→ **Activity**:
Each line in these records that contains "negative" counts once. Give the number only.

(Segmentation mask data)
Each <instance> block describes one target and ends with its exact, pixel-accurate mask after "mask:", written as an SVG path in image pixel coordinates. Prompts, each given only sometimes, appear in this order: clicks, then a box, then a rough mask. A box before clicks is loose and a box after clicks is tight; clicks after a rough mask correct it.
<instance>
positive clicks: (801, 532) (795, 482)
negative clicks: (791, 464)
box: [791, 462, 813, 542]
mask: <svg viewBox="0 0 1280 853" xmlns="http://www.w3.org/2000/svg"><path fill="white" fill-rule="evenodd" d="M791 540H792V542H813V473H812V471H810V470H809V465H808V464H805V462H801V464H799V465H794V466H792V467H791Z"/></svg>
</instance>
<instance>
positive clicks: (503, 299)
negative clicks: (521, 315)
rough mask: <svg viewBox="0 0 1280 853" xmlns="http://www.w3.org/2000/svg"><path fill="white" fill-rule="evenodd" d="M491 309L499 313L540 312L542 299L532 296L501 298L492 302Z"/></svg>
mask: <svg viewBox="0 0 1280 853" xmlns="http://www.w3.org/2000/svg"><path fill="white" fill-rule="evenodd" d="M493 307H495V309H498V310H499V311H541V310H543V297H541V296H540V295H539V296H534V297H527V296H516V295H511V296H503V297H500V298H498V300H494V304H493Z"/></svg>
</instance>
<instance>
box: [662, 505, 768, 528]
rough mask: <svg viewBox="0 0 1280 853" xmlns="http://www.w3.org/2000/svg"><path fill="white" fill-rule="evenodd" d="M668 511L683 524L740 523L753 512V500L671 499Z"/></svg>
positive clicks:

→ **Answer for the task**:
2